AIM OF THE TASK: Rewrite every one of the records below with each "photo" changed to "image" and all else unchanged. Leave the pictures out of your answer.

** Start **

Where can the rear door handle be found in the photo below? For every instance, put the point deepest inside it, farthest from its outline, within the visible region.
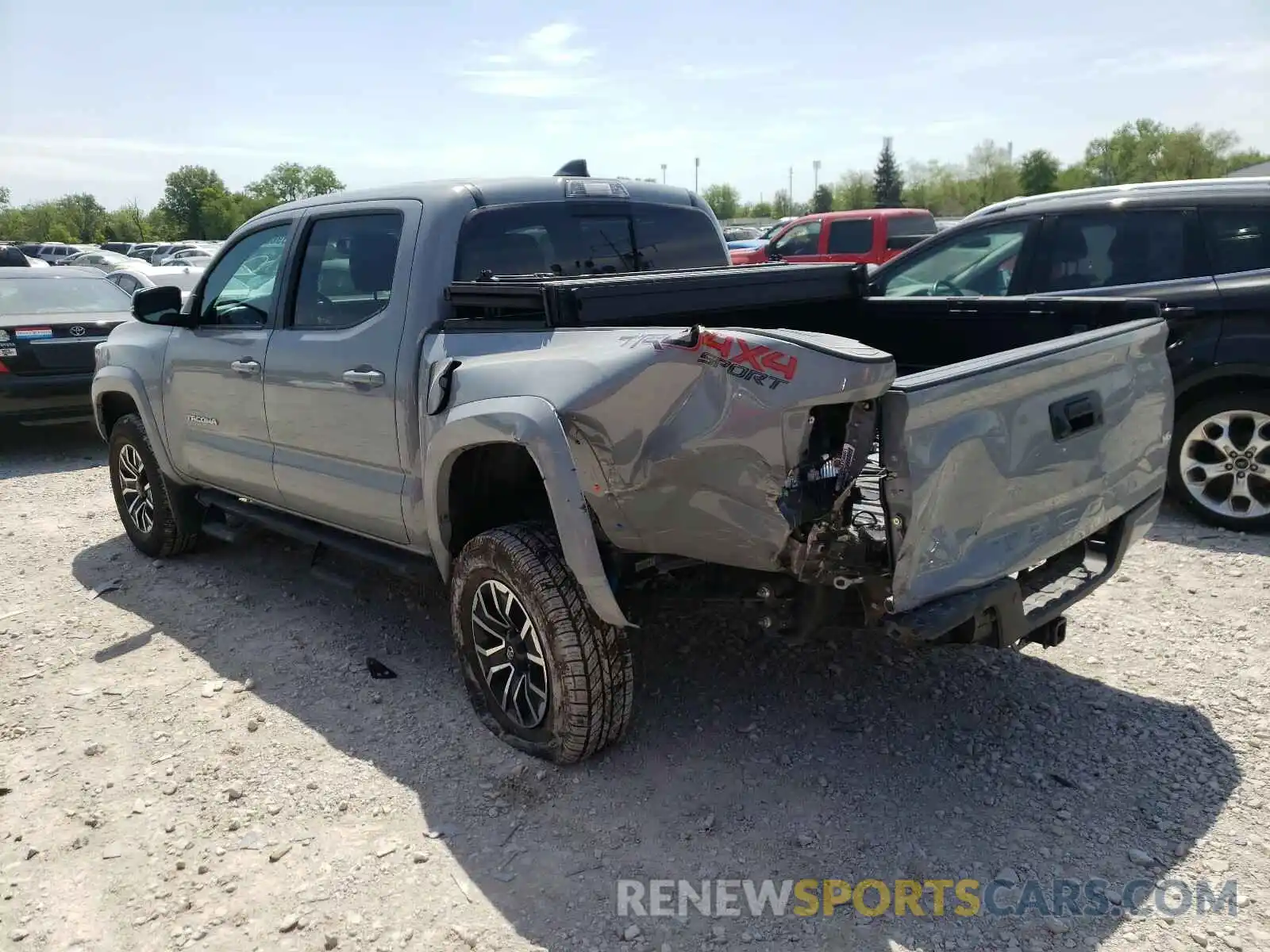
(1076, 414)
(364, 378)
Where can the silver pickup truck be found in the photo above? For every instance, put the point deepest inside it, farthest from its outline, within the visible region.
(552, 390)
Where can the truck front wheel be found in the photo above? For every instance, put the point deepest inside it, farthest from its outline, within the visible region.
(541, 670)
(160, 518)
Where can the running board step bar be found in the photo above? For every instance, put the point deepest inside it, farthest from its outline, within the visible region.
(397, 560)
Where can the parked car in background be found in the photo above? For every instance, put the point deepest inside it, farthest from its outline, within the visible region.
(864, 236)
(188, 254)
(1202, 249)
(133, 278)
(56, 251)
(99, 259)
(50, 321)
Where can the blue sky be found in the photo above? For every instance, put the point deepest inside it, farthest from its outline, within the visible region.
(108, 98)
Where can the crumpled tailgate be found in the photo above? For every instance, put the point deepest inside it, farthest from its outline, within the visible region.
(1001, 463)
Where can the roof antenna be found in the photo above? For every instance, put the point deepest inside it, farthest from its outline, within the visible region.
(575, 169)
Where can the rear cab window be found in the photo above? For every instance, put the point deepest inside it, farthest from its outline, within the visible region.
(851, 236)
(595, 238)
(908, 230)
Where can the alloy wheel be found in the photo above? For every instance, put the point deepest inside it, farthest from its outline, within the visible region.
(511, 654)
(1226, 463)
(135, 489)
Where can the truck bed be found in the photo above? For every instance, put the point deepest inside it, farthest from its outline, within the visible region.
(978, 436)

** End **

OUTPUT FOR THIS TASK:
Where can the rear door handle be found in the image below? For every instance, put the point deepest inside it, farthest from its outline, within the visible region.
(1076, 414)
(364, 378)
Where can the silver pickup truck be found in the image above? For every instance, put the point deepest inside it, farthest from its outline, within the visible region.
(552, 390)
Where can the truck front wheel be found in the image above? For every instance, put the point deepest inside it, farthest from its outline, within the visible region.
(541, 670)
(160, 518)
Where can the running board step bar be found in the image above? For every instance, put the point deepest inside it, farthest from its outline, within the visible region.
(397, 560)
Where can the parked car in background be found in the image above? For every instance, put the point deepest inside it, farthest from its outline, within the visible region.
(864, 236)
(188, 254)
(1202, 249)
(133, 278)
(56, 251)
(99, 259)
(50, 321)
Where can the blue sky be found in the image above? For every instance, put the point deepest inside it, farthest from its outline, within the visible region.
(108, 98)
Where can the crumpled tailgate be found in the image above? For every instance, put the point deepest inside it, farthest from its outline, within the visible region.
(1001, 463)
Where can the roof antenna be found in the image above? For every instance, put the point deepest inside it, farthest from its outline, within the visible region.
(575, 169)
Where can the rear cab window be found in the image above? For every instance, put the point deepest inside it, farthest from its outline, within the visible region.
(851, 236)
(595, 238)
(908, 230)
Where can the alloy wheel be found in the image above? For every instance, put the point deepest inside it, farthest from its outline, within the visible region.
(511, 654)
(1226, 463)
(135, 489)
Where can the truck bed be found in the image above? For every instance, put the point deepest inside it, farthest from its outline, within the visible region.
(978, 436)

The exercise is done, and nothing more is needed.